> _Extract_:
##############################

A literary character with the actual power to kill
February 20, 2013 12:15 PM   Subscribe

How To Write Drone Fiction: "One can easily and self-righteously claim the merits of writing non-fiction about drones by asserting a primacy of fact over “false fiction”. The problem is that one does not write non-fiction about drones."

"A drone is a literary character–it is an archetype of uncanny and deadly technology, spread out around us in the geopolitical world in such a way that they are nearly invisible to our non-fictional sense of fact, and yet around us all the time in fiction, invisibly hiding in the clouds, with as much reality as a paranoid delusion. And yet a drone is a literary character with the actual power to kill. They are related to the world of fact as surely as a bullet fired out of the pages of a novel, hitting the reader in the face. The substance that we use to create the fictional character of drones is drawn from a world where these are not speculations, but every day fact.

##############################

> _Input rows_:
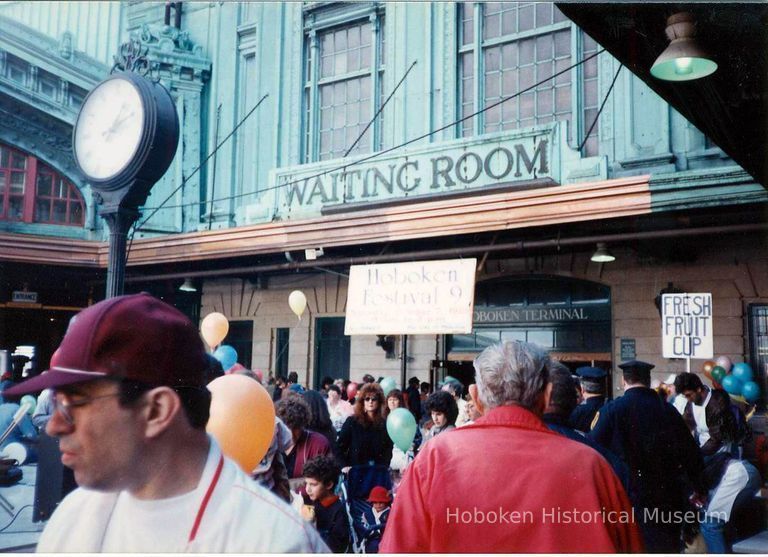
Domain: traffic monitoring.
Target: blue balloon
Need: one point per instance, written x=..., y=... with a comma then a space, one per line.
x=742, y=371
x=731, y=384
x=750, y=391
x=226, y=355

##############################

> _Things to do_:
- A) Write out every line of the rows above word for word, leaving out the picture.
- B) Extend the post on drone fiction, picking up right after its final sentence.
The post on drone fiction and the rows are unrelated material.

> _Responses by task_:
- A)
Domain: traffic monitoring.
Target: blue balloon
Need: one point per instance, written x=..., y=... with a comma then a space, one per line.
x=742, y=371
x=731, y=384
x=750, y=391
x=226, y=355

- B)
This strange one-way overlap between fact and fiction is due to the fact that we have yet to fully deal with our present concept drones as fiction, and therefore we are unable to deal with the present and future of UAVs in the world as fact. Think about the non-fiction of UAVs–it is boring, dry, and doesn’t relate at all to most people’s experience any more than a publication by Jane’s or a report by Amnesty International. And this is why we turn to science fiction to hear about drones–because this writing corresponds to our imaginary world, and the characterization we have formed around drones. We pull UAVs into our fantasies of the future and technology. To allow us a separate dimension of speculative investigation drawing upon the world of facts is science fiction’s purpose, at which it excels."

Sarah Wanenchak responds in The Society Pages. (via)
posted by not_the_water (21 comments total) 9 users marked this as a favorite
 
A frequent cause of Writer's Block is overthinking (which is why I don't keep beans around the house when I have something to write).
posted by oneswellfoop at 12:24 PM on February 20, 2013 [3 favorites]


In this respect, drones are a lot like spies. The ones you're always reading about have a tenuous connection to the intelligence professionals that are sometimes called by that term.
posted by LogicalDash at 12:27 PM on February 20, 2013


I think the confusion about drones or maybe our insistence on referring to them as "drones" rather than Unmanned Aerial Vehicles or UAVs is part of their weaponization.

They are a psychological weapon, too, like Stuka dive bombers were also psychological weapons.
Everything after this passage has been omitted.